Start of SOURCE TEXT
Frederick Kappel was an American businessman.[1] He served as chairman of AT&T from 1961 to 1972.[1] He also served in the Johnson and Nixon administrations.[1]


Early life

He graduated from the University of Minnesota.[1]


He started his career at AT&T in 1924, working as a $25-a-week digger of telephone poles for one of its subsidiaries, the Northwestern Bell Telephone Company in Minnesota.[1] In 1954, he became president of Western Electric, another subsidiary.[1] In 1956, he was elected president of the American Telephone and Telegraph Company, later renamed AT&T.[1] He also served as its chairman from 1961 to 1972.[1] He served as chairman of The Business Council from 1963 to 1964.[2]

President Lyndon B. Johnson appointed him as chairman of presidential commissions, including the Commission on Postal Organization and, in 1967, to a special mediation board in a railroad dispute.V President Richard M. Nixon appointed him as a governor of the United States Postal Service and, from 1972 to 1974, as its chairman.[1] He was on the cover of Time Magazine on May 29, 1964.[3] He received the Presidential Medal of Freedom in 1964 and the John Fritz Medal in 1965.
End of SOURCE TEXT
Start of DATASET ROWS
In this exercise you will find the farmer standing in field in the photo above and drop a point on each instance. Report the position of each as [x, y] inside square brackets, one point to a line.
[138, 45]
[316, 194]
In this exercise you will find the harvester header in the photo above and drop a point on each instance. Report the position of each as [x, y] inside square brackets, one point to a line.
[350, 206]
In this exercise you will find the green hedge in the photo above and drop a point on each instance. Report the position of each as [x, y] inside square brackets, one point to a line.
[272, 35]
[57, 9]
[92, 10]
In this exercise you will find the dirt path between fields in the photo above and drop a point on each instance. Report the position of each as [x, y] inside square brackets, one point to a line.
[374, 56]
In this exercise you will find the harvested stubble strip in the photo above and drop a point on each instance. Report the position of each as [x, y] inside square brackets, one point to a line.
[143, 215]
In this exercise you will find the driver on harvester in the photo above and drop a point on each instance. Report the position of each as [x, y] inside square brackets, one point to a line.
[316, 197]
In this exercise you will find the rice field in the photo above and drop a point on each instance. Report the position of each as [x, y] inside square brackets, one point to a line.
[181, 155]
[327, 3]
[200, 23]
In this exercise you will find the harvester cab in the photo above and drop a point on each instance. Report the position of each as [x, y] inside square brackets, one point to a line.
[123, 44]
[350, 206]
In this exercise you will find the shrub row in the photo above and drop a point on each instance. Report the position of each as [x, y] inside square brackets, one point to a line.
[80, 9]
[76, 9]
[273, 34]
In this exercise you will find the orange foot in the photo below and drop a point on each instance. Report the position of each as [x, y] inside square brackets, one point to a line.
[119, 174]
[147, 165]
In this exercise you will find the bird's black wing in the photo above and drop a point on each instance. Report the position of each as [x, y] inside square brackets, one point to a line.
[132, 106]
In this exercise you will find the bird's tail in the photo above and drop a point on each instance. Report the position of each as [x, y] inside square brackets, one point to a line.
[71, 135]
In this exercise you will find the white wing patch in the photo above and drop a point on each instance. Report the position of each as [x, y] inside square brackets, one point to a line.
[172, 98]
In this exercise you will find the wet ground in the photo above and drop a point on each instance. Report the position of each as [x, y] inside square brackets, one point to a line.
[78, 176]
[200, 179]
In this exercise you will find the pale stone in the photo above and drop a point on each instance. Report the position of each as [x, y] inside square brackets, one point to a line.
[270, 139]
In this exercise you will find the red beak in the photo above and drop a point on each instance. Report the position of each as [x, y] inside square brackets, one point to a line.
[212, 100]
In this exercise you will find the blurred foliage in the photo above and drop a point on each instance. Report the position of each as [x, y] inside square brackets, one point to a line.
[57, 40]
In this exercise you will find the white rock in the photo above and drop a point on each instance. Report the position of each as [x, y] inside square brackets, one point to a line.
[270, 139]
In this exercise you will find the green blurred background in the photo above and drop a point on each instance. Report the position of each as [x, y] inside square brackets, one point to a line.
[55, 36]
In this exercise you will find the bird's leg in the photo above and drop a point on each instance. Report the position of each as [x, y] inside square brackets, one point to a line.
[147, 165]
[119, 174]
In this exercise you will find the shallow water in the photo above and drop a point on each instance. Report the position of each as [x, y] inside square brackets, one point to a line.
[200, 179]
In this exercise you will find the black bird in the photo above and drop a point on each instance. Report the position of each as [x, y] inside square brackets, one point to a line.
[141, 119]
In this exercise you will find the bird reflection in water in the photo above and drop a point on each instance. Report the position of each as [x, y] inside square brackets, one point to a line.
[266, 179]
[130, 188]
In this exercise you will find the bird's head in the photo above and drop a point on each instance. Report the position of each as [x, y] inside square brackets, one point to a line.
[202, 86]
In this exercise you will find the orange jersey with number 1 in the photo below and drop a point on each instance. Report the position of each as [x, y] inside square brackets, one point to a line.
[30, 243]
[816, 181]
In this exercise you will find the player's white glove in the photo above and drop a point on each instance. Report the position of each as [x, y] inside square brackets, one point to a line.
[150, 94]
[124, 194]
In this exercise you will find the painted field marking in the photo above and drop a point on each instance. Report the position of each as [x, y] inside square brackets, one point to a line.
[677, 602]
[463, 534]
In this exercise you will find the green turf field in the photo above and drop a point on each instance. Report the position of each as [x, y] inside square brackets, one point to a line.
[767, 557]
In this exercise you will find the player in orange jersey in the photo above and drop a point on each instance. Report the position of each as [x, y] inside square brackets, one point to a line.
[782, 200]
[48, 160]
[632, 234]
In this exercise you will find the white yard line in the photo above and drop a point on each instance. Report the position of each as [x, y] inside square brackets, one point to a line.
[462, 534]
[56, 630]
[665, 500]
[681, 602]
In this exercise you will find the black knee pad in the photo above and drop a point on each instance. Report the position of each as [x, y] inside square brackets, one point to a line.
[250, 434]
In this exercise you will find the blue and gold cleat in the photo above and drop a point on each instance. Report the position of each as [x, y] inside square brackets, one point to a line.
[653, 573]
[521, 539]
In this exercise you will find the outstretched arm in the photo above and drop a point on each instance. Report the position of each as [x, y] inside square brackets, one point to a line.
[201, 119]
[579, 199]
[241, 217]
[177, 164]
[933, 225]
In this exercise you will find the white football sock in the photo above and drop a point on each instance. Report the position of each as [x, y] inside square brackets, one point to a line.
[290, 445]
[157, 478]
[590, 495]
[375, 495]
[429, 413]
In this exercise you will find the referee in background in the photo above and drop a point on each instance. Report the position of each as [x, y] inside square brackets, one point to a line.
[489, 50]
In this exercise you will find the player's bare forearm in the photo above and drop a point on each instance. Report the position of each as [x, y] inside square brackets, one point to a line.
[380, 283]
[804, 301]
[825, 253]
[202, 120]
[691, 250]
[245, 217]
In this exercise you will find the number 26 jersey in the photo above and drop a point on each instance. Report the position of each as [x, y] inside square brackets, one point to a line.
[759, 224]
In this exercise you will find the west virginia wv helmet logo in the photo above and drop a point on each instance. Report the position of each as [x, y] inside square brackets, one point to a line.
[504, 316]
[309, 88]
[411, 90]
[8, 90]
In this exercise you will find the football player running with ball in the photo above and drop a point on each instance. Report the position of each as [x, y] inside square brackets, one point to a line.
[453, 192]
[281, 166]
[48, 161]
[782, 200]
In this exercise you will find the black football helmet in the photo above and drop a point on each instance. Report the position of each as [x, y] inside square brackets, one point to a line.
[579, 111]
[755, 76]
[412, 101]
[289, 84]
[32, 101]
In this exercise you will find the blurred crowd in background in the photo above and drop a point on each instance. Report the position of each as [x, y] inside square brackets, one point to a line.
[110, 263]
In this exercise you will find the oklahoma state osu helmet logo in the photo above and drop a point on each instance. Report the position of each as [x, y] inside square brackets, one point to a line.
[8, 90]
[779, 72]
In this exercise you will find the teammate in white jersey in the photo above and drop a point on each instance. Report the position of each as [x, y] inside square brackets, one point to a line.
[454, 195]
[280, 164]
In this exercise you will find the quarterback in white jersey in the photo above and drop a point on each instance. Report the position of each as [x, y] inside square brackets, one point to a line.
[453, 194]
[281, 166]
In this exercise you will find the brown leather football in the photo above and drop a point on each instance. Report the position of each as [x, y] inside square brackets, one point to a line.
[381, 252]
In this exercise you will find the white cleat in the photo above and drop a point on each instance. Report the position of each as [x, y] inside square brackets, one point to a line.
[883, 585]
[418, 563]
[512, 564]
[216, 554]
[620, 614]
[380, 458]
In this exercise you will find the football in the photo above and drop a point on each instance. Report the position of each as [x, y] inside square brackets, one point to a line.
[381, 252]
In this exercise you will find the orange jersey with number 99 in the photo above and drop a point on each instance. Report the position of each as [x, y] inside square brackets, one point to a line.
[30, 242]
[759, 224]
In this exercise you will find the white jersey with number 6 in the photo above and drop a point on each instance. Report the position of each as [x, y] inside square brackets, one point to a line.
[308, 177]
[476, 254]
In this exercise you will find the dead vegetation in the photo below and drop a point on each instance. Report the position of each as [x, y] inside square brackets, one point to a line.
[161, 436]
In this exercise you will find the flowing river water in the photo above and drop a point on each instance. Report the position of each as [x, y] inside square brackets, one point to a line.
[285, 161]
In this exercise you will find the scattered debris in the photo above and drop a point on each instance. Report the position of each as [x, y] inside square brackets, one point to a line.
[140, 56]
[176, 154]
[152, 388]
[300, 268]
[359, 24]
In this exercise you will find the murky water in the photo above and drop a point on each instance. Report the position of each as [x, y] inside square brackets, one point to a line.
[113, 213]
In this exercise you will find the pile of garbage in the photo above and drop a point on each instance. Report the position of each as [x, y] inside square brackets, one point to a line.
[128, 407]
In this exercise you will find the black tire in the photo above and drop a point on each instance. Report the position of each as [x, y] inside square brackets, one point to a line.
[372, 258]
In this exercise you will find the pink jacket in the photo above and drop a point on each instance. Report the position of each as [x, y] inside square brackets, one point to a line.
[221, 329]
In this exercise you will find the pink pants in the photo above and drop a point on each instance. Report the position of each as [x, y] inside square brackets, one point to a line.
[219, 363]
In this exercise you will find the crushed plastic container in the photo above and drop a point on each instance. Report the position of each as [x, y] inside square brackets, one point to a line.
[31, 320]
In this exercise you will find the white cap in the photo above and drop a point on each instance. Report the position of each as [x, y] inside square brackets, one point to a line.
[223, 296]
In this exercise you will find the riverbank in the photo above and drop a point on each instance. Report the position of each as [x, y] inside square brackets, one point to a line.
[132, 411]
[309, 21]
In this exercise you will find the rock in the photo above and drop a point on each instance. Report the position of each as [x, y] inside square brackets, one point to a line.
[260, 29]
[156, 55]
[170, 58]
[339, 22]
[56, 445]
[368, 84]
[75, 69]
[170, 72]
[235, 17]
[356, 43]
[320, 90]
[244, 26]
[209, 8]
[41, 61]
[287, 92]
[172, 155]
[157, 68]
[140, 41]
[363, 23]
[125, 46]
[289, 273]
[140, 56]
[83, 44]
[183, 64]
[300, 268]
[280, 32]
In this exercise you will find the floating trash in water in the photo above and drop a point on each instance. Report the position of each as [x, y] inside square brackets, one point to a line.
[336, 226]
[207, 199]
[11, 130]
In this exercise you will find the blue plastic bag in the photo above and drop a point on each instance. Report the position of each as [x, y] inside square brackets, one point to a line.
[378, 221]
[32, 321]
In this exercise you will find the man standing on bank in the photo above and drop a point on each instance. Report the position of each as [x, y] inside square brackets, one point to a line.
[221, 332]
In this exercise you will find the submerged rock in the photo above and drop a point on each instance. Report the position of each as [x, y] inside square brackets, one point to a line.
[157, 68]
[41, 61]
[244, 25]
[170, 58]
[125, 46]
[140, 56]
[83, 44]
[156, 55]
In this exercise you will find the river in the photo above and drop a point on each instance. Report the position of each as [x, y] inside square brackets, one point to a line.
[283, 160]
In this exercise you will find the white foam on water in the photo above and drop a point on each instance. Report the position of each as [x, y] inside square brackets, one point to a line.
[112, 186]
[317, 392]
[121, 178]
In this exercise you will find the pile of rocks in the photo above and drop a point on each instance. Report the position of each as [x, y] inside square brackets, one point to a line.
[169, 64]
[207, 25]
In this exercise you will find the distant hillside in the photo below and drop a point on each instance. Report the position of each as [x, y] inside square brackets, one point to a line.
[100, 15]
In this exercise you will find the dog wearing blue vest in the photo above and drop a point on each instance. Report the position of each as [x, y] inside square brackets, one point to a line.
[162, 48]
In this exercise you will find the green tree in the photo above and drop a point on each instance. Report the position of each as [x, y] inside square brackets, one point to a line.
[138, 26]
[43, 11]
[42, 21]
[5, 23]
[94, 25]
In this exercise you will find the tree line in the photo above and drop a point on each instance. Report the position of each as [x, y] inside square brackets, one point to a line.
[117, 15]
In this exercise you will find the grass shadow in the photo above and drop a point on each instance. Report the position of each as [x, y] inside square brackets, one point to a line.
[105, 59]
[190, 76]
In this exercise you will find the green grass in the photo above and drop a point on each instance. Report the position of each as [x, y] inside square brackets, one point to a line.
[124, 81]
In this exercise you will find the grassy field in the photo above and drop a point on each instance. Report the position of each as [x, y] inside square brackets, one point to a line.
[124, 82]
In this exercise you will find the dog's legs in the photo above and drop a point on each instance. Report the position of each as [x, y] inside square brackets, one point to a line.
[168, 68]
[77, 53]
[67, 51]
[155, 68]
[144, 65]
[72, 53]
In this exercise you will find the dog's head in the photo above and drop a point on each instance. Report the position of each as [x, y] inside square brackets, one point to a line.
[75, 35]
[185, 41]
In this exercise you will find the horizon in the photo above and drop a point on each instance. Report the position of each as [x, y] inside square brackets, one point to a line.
End of DATASET ROWS
PROBLEMS TO WORK ON:
1. Answer these from the Frederick Kappel text:
(a) Which university did he graduate from?
(b) What position did he take in 1954?
(c) On what date did he appear on the cover of Time Magazine?
2. List every organization that the Frederick Kappel text says he served as chairman of.
3. Rewrite the Frederick Kappel text from "President Lyndon B." up to and including "Medal in 1965.", swapping "railroad" for "railway".

EXPECTED RESPONSES:
1.
(a) The University of Minnesota
(b) President of Western Electric
(c) May 29, 1964

2.
- AT&T
- The Business Council
- The Commission on Postal Organization
- The United States Postal Service

3.
President Lyndon B. Johnson appointed him as chairman of presidential commissions, including the Commission on Postal Organization and, in 1967, to a special mediation board in a railway dispute.V President Richard M. Nixon appointed him as a governor of the United States Postal Service and, from 1972 to 1974, as its chairman.[1] He was on the cover of Time Magazine on May 29, 1964.[3] He received the Presidential Medal of Freedom in 1964 and the John Fritz Medal in 1965.